- **Material shown**:
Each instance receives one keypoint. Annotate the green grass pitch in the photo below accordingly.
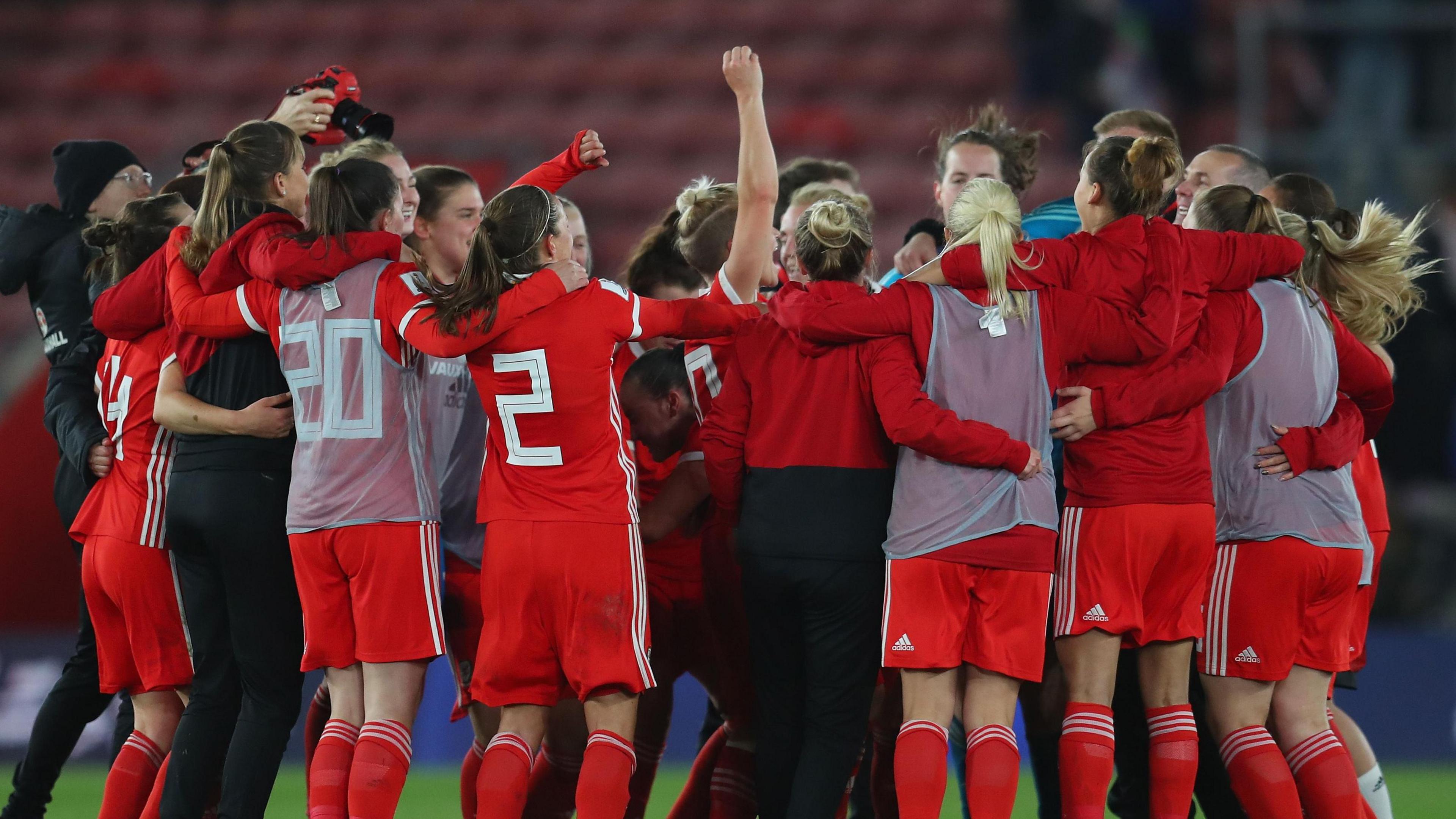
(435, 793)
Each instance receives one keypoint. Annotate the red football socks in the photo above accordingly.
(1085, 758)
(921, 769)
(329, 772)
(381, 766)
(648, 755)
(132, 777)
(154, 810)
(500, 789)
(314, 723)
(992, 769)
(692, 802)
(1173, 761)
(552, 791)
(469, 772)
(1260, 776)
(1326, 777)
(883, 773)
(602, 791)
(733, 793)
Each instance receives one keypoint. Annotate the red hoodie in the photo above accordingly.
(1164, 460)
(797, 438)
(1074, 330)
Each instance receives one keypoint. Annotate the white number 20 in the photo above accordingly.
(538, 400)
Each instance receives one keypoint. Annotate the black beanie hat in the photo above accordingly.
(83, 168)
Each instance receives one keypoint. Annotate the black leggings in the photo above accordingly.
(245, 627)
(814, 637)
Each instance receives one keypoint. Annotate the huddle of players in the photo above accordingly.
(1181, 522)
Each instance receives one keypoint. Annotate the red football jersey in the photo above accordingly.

- **Task goal**: Please rewrite the whole listing above, requests included, scaling every keypoint coordinate by 2.4 and rounding each to the nearest whole number, with halves rounded up. Keep the numbers in the requests unchanged, and leave the pictures out.

- **Answer to the task**:
Each instance receives one keypoint. Annotate the green grass pitch in the photo below accordingly.
(1044, 1903)
Each instance receives one keypoint. Annotate the red football socks in the photo above accordingly.
(2604, 1819)
(2210, 1846)
(790, 1853)
(914, 1838)
(1555, 1812)
(317, 1865)
(370, 1944)
(1200, 1894)
(754, 1735)
(2381, 1846)
(1661, 1925)
(2815, 1826)
(1325, 1898)
(1126, 1853)
(3024, 1862)
(3182, 1865)
(2119, 1855)
(1445, 1898)
(1759, 1903)
Each instance receives one keypoint. Annotate the red hoodie in the photo above accordingly.
(2794, 1104)
(1913, 1051)
(2578, 792)
Each instance receives one keypoint. Annotate the white number 20 in the photo above accordingly.
(1291, 960)
Each instance receives one keypoint. Annotate the black beanie hat in the photo above accordingly.
(199, 403)
Each instance receives one keypoint. Annotate the black leggings in the photo above accordingly.
(588, 1505)
(1954, 1529)
Each instance receives one keypoint. Annotate the huddle of players in the photo above accordingly.
(2834, 1253)
Each instance receives one keypoint. Annotate the red football jersey in the photo above accordingly.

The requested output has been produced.